Texte fourni.
#####
1. L'opposabilité d'une décision de gestion à l'administration fiscale (CAA Versailles, 3ème ch., 27 mars 2008, n° 06VE02302, Société Finindusco N° Lexbase : A0695D8A)
L'activité de la société anonyme Finindusco est d'acquérir et gérer des participations de sociétés. Après l'acquisition de la totalité du capital social de la SARL Investold, la contribuable décide, le 17 décembre 1993, de la dissoudre et de se prévaloir des dispositions de l'article 210 A du CGI au regard de la plus-value de 884 630 euros constatée au titre de cette opération qualifiée de fusion.
A la suite d'une vérification de comptabilité, l'administration fiscale a contesté le droit de la société Finindusco de se prévaloir du régime de l'article 210 A du CGI dès lors qu'aucun moyen d'exploitation permanent n'a été apporté à la société absorbante, car le seul actif de la société absorbée était constitué de liquidités. Par conséquent, le vérificateur a considéré que l'opération ne s'inscrivait pas dans le cadre d'une fusion au sens de l'article 1844-4 du Code civil (Code civil art. 1844-4 N° Lexbase : L2024ABL).
En première instance (TA Cergy-Pontoise, 4 juillet 2006, n° 0201431, Société Finindusco N° Lexbase : A1700D8H), la juridiction a opéré une distinction entre les opérations de fusion-absorption régies par l'article 1844-4 du Code civil et les opérations de dissolution d'une société après réunion de toutes les parts sociales en une même main visées par l'article 1844-5 du Code civil (C. civ., art. 1844-5). Rappelons que l'article 1844-5 du Code civil résulte de la loi n° 88-15 du 5 janvier 1988 et que sa mise en oeuvre entraîne "la transmission universelle du patrimoine de la société à l'associé unique sans qu'il y ait lieu à liquidation". Le juge du premier degré déduit des faits de l'espèce que l'acquisition de la totalité des parts sociales de la société Investold et la décision de dissolution relevaient de la qualification juridique de dissolution-confusion de sorte que cette opération n'était pas éligible à l'option pour le régime de l'article 210 A du CGI compte tenu de la rédaction des textes en vigueur antérieurement à la loi de finances pour 2002.
#####
Exercice a. Dans le texte sur l'affaire Finindusco, à quelle date la société a-t-elle décidé de dissoudre la SARL Investold ?
Le texte et les enregistrements sont deux documents indépendants l'un de l'autre.

Données de l'exercice.
#####
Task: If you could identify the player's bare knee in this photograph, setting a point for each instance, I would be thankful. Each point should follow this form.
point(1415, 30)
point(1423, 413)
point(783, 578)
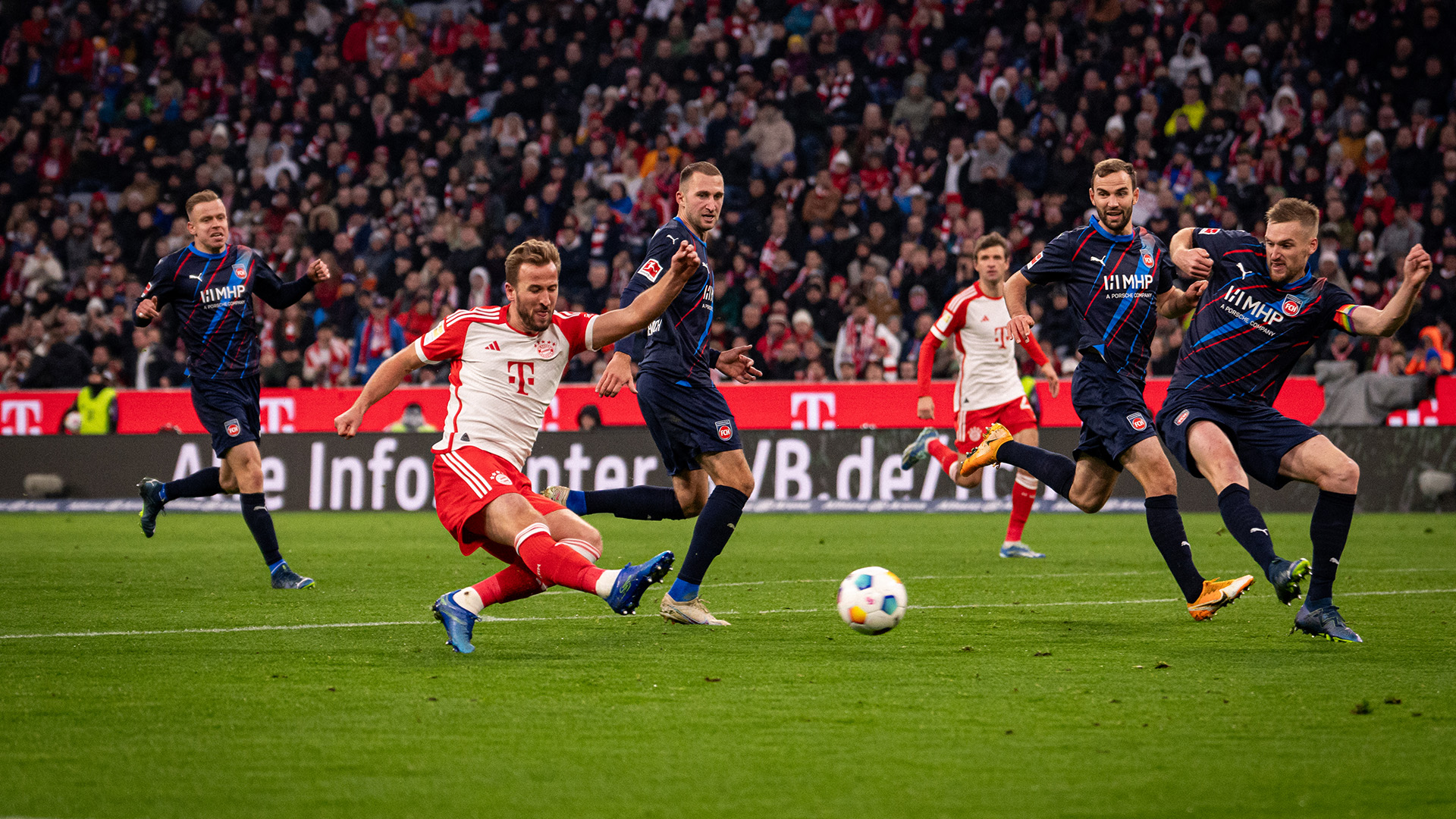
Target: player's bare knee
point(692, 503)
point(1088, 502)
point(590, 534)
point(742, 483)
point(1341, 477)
#####
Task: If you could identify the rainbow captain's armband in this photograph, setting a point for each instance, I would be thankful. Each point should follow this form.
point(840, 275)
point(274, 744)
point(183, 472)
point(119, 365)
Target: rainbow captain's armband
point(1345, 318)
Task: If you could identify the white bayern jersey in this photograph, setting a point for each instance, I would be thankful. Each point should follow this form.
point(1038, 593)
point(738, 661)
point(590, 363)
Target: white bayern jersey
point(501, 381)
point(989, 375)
#####
Exercice b. Comptez les lignes des enregistrements qui contiennent la chaîne "follow", en tenant compte de la casse. Indiquez seulement le nombre.

Corrigé a. Le 17 décembre 1993.

Corrigé b. 3